◆ Prompt:
Convert the data below into a Markdown table with two columns, Row and Line. Number each non-blank line in the Row column, put the line itself in the Line column, and leave out blank lines.
[Start of Material shown]
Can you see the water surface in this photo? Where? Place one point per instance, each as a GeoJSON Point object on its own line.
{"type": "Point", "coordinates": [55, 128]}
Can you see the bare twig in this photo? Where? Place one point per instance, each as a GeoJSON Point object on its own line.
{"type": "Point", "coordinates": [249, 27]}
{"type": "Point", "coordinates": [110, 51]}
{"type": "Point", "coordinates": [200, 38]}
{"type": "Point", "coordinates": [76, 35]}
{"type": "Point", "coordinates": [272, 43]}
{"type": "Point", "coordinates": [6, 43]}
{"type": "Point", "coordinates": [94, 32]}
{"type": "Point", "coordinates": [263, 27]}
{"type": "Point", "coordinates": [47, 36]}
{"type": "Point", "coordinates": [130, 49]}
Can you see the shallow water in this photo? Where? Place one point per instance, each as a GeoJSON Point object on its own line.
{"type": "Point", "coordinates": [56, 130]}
[End of Material shown]
◆ Response for this exercise:
| Row | Line |
|---|---|
| 1 | Can you see the water surface in this photo? Where? Place one point per instance, each as a GeoJSON Point object on its own line. |
| 2 | {"type": "Point", "coordinates": [55, 128]} |
| 3 | Can you see the bare twig in this photo? Where? Place one point per instance, each as a GeoJSON Point object on its own line. |
| 4 | {"type": "Point", "coordinates": [249, 27]} |
| 5 | {"type": "Point", "coordinates": [110, 51]} |
| 6 | {"type": "Point", "coordinates": [200, 38]} |
| 7 | {"type": "Point", "coordinates": [76, 35]} |
| 8 | {"type": "Point", "coordinates": [272, 43]} |
| 9 | {"type": "Point", "coordinates": [6, 43]} |
| 10 | {"type": "Point", "coordinates": [94, 32]} |
| 11 | {"type": "Point", "coordinates": [263, 27]} |
| 12 | {"type": "Point", "coordinates": [47, 36]} |
| 13 | {"type": "Point", "coordinates": [130, 49]} |
| 14 | Can you see the shallow water in this photo? Where? Place one point per instance, each as a GeoJSON Point object on its own line. |
| 15 | {"type": "Point", "coordinates": [56, 130]} |